• _AIM OF THE EXERCISE_
Select and copy each line in the rows below that contains the string "query". Case counts.

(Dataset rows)
══════════

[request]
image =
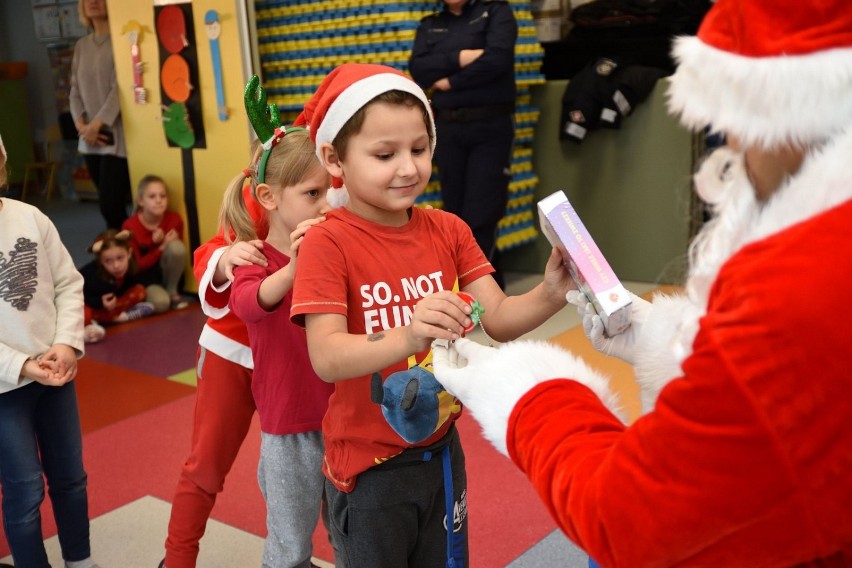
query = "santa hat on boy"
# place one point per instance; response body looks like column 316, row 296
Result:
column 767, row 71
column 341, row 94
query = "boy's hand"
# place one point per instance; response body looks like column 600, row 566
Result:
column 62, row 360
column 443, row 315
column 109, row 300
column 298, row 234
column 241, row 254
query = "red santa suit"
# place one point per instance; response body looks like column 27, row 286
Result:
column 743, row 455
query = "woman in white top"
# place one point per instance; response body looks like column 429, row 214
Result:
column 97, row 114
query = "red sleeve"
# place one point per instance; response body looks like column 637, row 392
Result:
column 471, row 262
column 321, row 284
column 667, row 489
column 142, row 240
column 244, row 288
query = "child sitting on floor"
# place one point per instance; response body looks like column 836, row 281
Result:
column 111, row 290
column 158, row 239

══════════

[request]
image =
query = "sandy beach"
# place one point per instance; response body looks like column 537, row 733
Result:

══════════

• _TASK RESULT_
query = "santa hat on boy"
query = "boy's hand"
query = "red santa suit"
query = "woman in white top"
query = "red sleeve"
query = "child sitting on floor"
query = "sandy beach"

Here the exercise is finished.